● **Aim of the exercise**: Only the pictures should be left out; repeat the rest of the data exactly.

+-------+

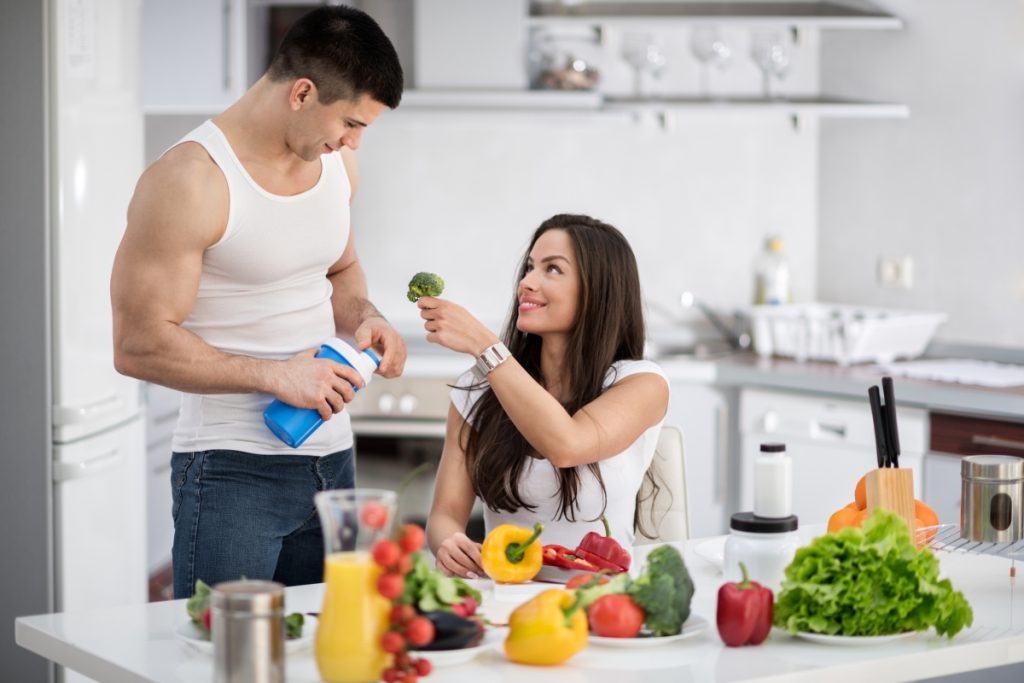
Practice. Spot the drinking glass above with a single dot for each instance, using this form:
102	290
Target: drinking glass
643	53
710	49
354	614
770	54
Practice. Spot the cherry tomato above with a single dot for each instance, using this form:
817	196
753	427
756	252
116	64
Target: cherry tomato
390	585
401	613
386	553
469	604
615	616
373	515
420	631
392	642
410	538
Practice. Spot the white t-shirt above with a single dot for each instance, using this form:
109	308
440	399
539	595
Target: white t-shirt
623	475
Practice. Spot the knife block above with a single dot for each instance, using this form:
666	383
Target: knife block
892	488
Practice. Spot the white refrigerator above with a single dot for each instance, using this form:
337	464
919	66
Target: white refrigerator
96	152
72	440
98	438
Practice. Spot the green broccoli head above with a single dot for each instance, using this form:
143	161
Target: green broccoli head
664	592
425	284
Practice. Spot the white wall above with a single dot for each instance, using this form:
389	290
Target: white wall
461	197
946	186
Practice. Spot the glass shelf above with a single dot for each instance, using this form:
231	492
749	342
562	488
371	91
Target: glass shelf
812	14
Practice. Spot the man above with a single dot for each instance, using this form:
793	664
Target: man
237	262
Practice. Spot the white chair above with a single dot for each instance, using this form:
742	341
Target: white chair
666	516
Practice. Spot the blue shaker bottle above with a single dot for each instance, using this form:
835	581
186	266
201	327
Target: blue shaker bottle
294	425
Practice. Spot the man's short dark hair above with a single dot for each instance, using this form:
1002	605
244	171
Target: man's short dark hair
344	52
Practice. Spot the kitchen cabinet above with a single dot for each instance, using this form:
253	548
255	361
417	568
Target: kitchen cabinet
194	55
705	413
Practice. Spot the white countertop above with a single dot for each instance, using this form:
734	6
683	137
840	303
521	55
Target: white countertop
135	644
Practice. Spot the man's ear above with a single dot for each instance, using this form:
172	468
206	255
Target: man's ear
303	92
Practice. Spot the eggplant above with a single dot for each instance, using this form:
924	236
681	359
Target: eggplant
453	632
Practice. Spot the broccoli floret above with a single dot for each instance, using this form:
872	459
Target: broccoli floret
664	592
425	284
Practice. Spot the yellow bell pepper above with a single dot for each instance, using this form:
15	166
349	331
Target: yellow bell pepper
547	630
511	554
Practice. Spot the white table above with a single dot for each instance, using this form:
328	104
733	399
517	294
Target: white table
136	644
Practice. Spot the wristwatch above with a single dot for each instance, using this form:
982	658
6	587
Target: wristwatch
492	356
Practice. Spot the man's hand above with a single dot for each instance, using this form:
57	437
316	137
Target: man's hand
305	381
378	333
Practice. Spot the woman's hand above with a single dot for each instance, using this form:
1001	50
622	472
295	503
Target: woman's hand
452	326
459	556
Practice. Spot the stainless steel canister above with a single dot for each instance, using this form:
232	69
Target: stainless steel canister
991	492
248	631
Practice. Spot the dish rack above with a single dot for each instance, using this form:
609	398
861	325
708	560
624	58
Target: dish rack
947	539
841	333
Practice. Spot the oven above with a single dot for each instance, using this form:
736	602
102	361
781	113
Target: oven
399	425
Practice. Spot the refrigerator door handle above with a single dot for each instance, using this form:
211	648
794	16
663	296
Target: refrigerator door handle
70	415
87	468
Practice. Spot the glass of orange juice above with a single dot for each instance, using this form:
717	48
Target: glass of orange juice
354	615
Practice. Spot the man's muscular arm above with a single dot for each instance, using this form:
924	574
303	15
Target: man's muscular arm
179	209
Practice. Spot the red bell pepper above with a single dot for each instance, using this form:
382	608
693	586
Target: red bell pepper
603	550
560	556
744	611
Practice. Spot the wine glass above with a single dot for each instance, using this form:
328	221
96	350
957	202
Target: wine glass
710	49
769	52
643	53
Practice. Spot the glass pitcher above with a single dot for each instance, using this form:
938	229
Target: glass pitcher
354	615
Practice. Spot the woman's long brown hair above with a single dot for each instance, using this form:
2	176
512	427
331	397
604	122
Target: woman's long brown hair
608	327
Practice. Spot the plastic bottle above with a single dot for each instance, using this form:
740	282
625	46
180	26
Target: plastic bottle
771	274
772	482
294	425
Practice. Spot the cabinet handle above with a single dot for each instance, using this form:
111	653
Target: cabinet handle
721	451
979	439
225	57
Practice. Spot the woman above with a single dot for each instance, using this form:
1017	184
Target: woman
562	429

+-------+

● **Answer to this task**:
Practice. Spot the drinking glass above with a single dot for each instance, using this form:
102	290
Target: drinking glass
643	53
710	49
354	614
770	54
Practice. Spot the cherry tomato above with a single dot for each instance, using this form:
817	196
753	427
756	252
116	64
Target: cherry tomato
390	585
401	613
386	553
469	604
615	616
373	515
420	631
392	642
410	538
Practice. Spot the white t-shirt above with a single dot for each instance, using this form:
109	308
440	399
539	595
Target: white t-shirt
623	475
Practice. Spot the knife block above with a single dot for each instance, using this form:
666	383
Target: knife block
892	488
Practice. Spot the white refrigerator above with a single dot for each instance, using this form:
337	464
919	66
Target: white refrigerator
96	152
72	440
98	438
Practice. Spot the green broccoli head above with a single dot for each instance, using this form:
143	161
Target: green broccoli head
664	592
425	284
Practice. Spot the white wall above with a single dot for each instance, using this form:
389	290
Target: white wall
461	197
946	186
Practice. Spot the glass shelf above with a single dot for each instance, using this form:
231	492
749	342
562	488
371	91
Target: glass shelf
812	14
Practice. Spot the man above with a single dot for each instance, using this form:
793	664
Target: man
237	262
Practice. Spot the white chair above with a single dot for each instance, using this form:
742	341
Target: white chair
666	516
Practice. Spot the blue shaker bottle above with a single dot for each instance, using this form:
835	581
186	266
201	327
Target: blue shaker bottle
294	425
Practice. Spot the man's short dark hair above with a single dot for each instance, using this form:
1002	605
244	171
Target: man's short dark hair
344	52
Practice. Spot the kitchen cabinet above with a single dot for each instance, using this form:
253	548
255	361
417	568
Target: kitchen cabinet
194	55
705	413
Practice. Spot the white countertop above with a single dot for each instance, using this form:
734	6
683	137
840	303
521	55
Target: white countertop
135	644
Practice. Spot the man's ear above with a single dot for each instance, using this form:
172	468
206	255
Target: man's ear
303	92
Practice. Spot the eggplant above with a single dot for each instance, using this form:
924	236
681	359
Target: eggplant
453	632
Practice. Spot the broccoli floret above with a single dot for each instance, using this form:
872	459
Target: broccoli floret
664	592
425	284
Practice. Spot the yellow bell pepper above with a single dot for each instance, using this form:
15	166
349	331
Target: yellow bell pepper
547	630
511	554
Practice. Spot the white table above with a single dot for each instance, using this form:
328	104
733	399
517	294
Target: white table
136	644
Practice. Spot the wristwatch above with a single dot for each instance, using this form:
982	658
6	587
Target: wristwatch
492	356
Practice. Spot the man's hand above with a single dot for each instance, using this form:
57	437
316	137
Target: man's hand
305	381
378	333
Practice. Spot the woman's hand above with a single dot for each instance, using this form:
1001	50
622	472
295	503
Target: woman's hand
452	326
459	556
Practice. Spot the stainless steel canister above with a single dot for each instance, using this form:
232	69
Target: stainless steel canister
991	492
248	631
Practice. Spot the dish rack above with a single dot for each instance, using this form:
609	398
861	325
708	560
624	58
Target: dish rack
947	539
841	333
Practice. Spot the oven above with a single dot for each instance, using this form:
736	602
102	361
781	113
Target: oven
399	425
Practice. Spot the refrigerator door handle above with a single dot for each instance, using this form:
211	648
794	16
663	296
Target: refrigerator door handle
70	415
87	468
Practice. Spot the glass of orange juice above with a single dot for each instance, using this form:
717	48
Target: glass of orange juice
354	615
Practice. Spot the man's muscular arm above with a single dot for each instance, using this form:
924	574
303	15
Target: man's muscular arm
179	209
Practice. Spot the red bell pepper above with a single dot for each instance, using this form:
382	608
693	586
Target: red bell pepper
603	550
560	556
744	611
Practice. Spot the wine glass above with a single dot for each instance, using this form:
328	221
96	350
957	202
Target: wine glass
710	49
769	52
643	53
Practice. Spot the glass pitcher above with a single dot for each instance, using this form:
938	229
Target: glass pitcher
354	615
Practice. Spot the woman's long brown hair above with a single dot for each instance, using this form:
2	176
512	427
331	397
604	122
Target: woman's long brown hair
608	327
Practice. Spot the plastic bottle above with a single dot for each instance, using this form:
740	282
625	46
180	26
Target: plastic bottle
771	274
772	482
294	425
Practice. Spot the cabinet handle above with a single dot for each instance, using this form:
111	653
Target: cabinet handle
721	451
979	439
225	57
Practice. Spot the woman above with a single dot for each instance, using this form:
1017	184
Target: woman
562	429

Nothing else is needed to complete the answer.